**WHAT IS REQUIRED**
Every record that follows should be printed verbatim.

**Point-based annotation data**

>>>

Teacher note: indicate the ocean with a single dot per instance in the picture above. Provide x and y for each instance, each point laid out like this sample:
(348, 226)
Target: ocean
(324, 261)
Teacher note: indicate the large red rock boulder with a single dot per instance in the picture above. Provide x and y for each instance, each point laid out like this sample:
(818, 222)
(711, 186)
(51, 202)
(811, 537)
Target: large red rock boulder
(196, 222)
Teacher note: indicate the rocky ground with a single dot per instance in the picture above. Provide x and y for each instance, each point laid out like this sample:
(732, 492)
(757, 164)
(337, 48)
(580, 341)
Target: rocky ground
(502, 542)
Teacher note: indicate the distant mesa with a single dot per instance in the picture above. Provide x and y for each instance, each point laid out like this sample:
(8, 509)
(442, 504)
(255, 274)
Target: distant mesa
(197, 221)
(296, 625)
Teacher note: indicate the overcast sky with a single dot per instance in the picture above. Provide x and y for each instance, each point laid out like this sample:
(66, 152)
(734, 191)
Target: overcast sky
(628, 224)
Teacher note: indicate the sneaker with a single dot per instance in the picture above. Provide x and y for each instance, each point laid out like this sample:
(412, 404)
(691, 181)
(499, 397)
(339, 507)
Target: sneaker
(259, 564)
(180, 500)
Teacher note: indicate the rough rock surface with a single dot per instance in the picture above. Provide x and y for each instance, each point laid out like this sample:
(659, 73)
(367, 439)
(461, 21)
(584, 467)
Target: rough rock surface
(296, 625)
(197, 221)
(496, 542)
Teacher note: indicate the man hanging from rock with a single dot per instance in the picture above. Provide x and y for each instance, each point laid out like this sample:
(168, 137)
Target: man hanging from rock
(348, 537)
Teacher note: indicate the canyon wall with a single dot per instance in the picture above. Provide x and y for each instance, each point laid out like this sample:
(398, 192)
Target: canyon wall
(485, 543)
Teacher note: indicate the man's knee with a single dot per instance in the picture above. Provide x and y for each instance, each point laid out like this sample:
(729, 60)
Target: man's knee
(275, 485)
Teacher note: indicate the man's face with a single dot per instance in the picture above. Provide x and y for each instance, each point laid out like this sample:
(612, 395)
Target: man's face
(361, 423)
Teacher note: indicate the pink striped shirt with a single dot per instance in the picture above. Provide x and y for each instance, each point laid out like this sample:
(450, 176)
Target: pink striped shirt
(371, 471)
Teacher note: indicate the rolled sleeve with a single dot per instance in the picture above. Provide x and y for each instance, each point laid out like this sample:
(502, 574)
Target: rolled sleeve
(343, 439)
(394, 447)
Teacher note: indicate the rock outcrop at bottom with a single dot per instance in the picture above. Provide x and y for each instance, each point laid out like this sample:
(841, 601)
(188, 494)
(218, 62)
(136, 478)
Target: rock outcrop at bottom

<<<

**PROBLEM SOLUTION**
Teacher note: indicate the ocean with a single dot per instance in the picture above. Provide x and y for each instance, each point laid out like this sample:
(348, 226)
Target: ocean
(324, 261)
Teacher note: indicate the large red rock boulder with a single dot per instance in the picture above. Provide x and y for each instance, each point laid out like this sample:
(818, 222)
(711, 186)
(51, 202)
(811, 537)
Target: large red rock boulder
(196, 222)
Teacher note: indicate the rocky ground with a single dot per instance in the picture above. Provide x and y for each instance, each point laid out like this sample:
(732, 492)
(757, 164)
(337, 48)
(580, 341)
Target: rocky ground
(502, 542)
Teacher note: indicate the distant mesa with a single dot per instance in the picture above. Provide x and y for each instance, each point laid out like this sample:
(8, 509)
(442, 504)
(255, 274)
Target: distant mesa
(197, 221)
(296, 625)
Teacher note: indicate the overcast sky with a single dot per instance in the picture above. Provide x and y for each instance, each point laid out like this sample:
(66, 152)
(734, 191)
Target: overcast sky
(628, 224)
Teacher note: indicate the sneaker with a single dot per instance in the picture above. Provide x and y for each instance, each point laid out like this sample:
(412, 404)
(691, 181)
(499, 397)
(339, 507)
Target: sneaker
(259, 564)
(180, 500)
Teacher note: indicate the rough rock surface with a single dot per instance in the picture above. Provide x and y for each instance, each point laid out like this sample:
(659, 73)
(367, 439)
(461, 21)
(584, 467)
Target: rough rock surface
(296, 625)
(197, 221)
(496, 542)
Teacher note: indicate the man hanging from rock with a single dot per instance in the picture above. Provide x and y for each instance, each point laid out like this sample:
(168, 137)
Target: man hanging from rock
(348, 537)
Teacher note: indicate the canyon wall with a single dot per instance in the picture above. Provide x and y for each instance, each point laid out like this sample:
(398, 192)
Target: canyon wall
(485, 543)
Teacher note: indicate the man's knee with a single dot per instance in the picture above. Provide x and y for each instance, each point laid out like this sample:
(729, 60)
Target: man's knee
(275, 485)
Teacher note: indicate the man's face with a single dot per instance in the picture above. Provide x and y for each instance, each point laid out like this sample:
(612, 395)
Target: man's face
(361, 423)
Teacher note: indicate the pink striped shirt with a single dot per instance in the picture above. Provide x and y for each instance, each point laid out like this sample:
(450, 176)
Target: pink striped shirt
(371, 471)
Teacher note: indicate the rolled sleeve with a single dot per instance in the picture above. Provide x and y for each instance, each point laid out like this sample:
(502, 574)
Target: rolled sleeve
(343, 439)
(394, 447)
Teacher note: indicate the rock outcrop at bottom with a single dot per instance in the picture above. Provide x and y for each instance, each point laid out like this sample:
(841, 601)
(188, 494)
(218, 62)
(136, 478)
Target: rock outcrop at bottom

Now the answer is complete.